> [EXTRAIT DU TEXTE]:
═══

Froide fut cette guerre. Froide, longue, exténuante, plongeant l’Europe dans la torpeur et la tourmente, la scindant en deux alors qu’elle se remettait à peine à des années de guerre. La guerre, toujours, encore. Elle tue parfois soudainement, et, parfois, à petit feu. Dans la froideur d’un monde exsangue, les âmes errent et tentent de trouver la chaleur, cherchant leurs repères entre traditions et nouveauté, créant le décor de Cold War, invitation à un voyage d’une beauté mélancolique incroyable.


Fiche du film

Affiche de Cold War (2018)
Affiche de Cold War (2018)
  • Genre : Drame
  • Réalisateur : Pawel Pawlikowski
  • Distribution : Joanna Kulig, Tomasz Kot, Jeanne Balibar
  • Année de sortie : 2018
  • Synopsis : Une histoire d’amour se tenant entre la Pologne et la Yougoslavie, Paris et Berlin, au milieu des années 50 et en pleine Guerre Froide. (SensCritique)

Critique et Analyse

Joanna Kulig dans Cold War (2018)
Joanna Kulig dans Cold War (2018)

Le film s’ouvre sur deux musiciens polonais qui jouent, en regardant la caméra, des instruments traditionnels, première parenthèse musicale d’un film qui en sera très régulièrement ponctué, et posant directement ses bases : dans cette neige et cette froideur hivernale, l’âme polonaise s’exprime encore avec ardeur. Ce point de départ nous relie aux traditions, à la volonté de retrouver son identité après des années d’occupation et de guerre. Wiktor, l’un des personnages principaux du film, fait le tour du pays avec son équipe, dans le but d’enregistrer des chants et musiques traditionnelles, pour recueillir des témoignages sonores, mais aussi pour mettre en place un groupe folklorique qui partira ensuite en tournée.

═══

> [CONSIGNE 1]:
Recopiez tel quel les lignes des entrées, en commençant par celle qui contient « Target: low-rise building » et en allant jusqu'à la dernière ligne des entrées, incluse.

═══

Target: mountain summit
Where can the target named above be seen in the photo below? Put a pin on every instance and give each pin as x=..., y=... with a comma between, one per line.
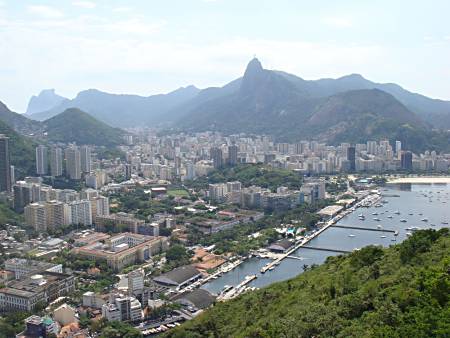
x=47, y=99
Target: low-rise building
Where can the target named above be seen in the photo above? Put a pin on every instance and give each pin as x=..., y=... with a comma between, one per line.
x=40, y=289
x=124, y=249
x=179, y=277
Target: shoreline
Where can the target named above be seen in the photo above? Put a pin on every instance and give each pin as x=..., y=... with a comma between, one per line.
x=420, y=180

═══

> [CONSIGNE 2]:
Prolongez la critique du film Cold War à partir de sa dernière phrase.

> [RÉPONSE 1]:
Target: low-rise building
Where can the target named above be seen in the photo above? Put a pin on every instance and give each pin as x=..., y=... with a comma between, one per line.
x=40, y=289
x=124, y=249
x=179, y=277
Target: shoreline
Where can the target named above be seen in the photo above? Put a pin on every instance and give each pin as x=..., y=... with a comma between, one per line.
x=420, y=180

> [RÉPONSE 2]:
« Cold War représente deux blocs faits pour s’aimer, mais qui vivent une histoire d’amour impossible, qui sont écartelés entre amour et fuite, où chacun cherche son identité. »

La tournée du groupe les mènera dans les différentes grandes villes du bloc soviétique, jusqu’à Berlin-Est, offrant alors aux jeunes amants l’opportunité de rejoindre l’autre côté. Car si la musique, le chant et la danse sont autant de moyens d’exprimer la liberté, la vie, de transmettre l’essence de l’âme d’un pays aux traditions riches après avoir passé des années à genoux sous le joug allemand, la réalité du monde rattrape vite cet idéal. L’art se transforme en un outil de propagande, la liberté devient illusoire, et il faut faire un choix. Pour Wiktor, ce dernier est simple, mais ce n’est pas le cas pour Zula. Cold War représente deux blocs faits pour s’aimer, mais qui vivent une histoire d’amour impossible, qui sont écartelés entre amour et fuite, où chacun cherche son identité.

Tomasz Kot dans Cold War (2018)
Tomasz Kot dans Cold War (2018)

Pawel Pawlikowski nous entraîne à travers vingt années de recherche, d’amour, de fuite, d’espoir, de désespoir, de joie et de malheur, le tout baignant dans un sublime noir et blanc, faisant de ce Cold War l’un des plus beaux films que j’ai pu voir depuis bien longtemps. Une beauté envoûtante et enivrante, visuelle mais aussi musicale, où les plans superbement construits et filmés s’associent à des chansons et musiques parfois folkloriques, parfois profanes, où le temps paraît suspendu. Sa durée assez courte (1h20) lui permet d’éviter de s’essouffler, et s’il pouvait se permettre d’être parfois plus contemplatif, le film se focalise sur l’essentiel, et parvient à se conclure au moment où l’on pouvait potentiellement commencer à ressentir un sentiment de répétition.

Cold War est un film qui transporte, qui parvient à nous emporter dans un tourbillon poétique dont on ne décroche pas une seconde. L’histoire d’amour, représentative de la situation complexe dans laquelle l’Europe se trouvait à l’époque, est racontée avec beaucoup de justesse, portée par ce duo d’acteurs qui transmet cette passion dévorante, entravée par la dureté de la réalité. Il aura fallu que Roma se trouve sur le chemin de ce film pour lui ravir l’Oscar de la meilleure photographie, mais Cold War est, sans aucun doute, l’un des plus beaux films de ces dernières années. Une beauté qui subjugue, qui impressionne, qui montre à quel point le cinéma peut, rien qu’avec des images, nous faire vivre des émotions fortes et pures. En un mot : magnifique.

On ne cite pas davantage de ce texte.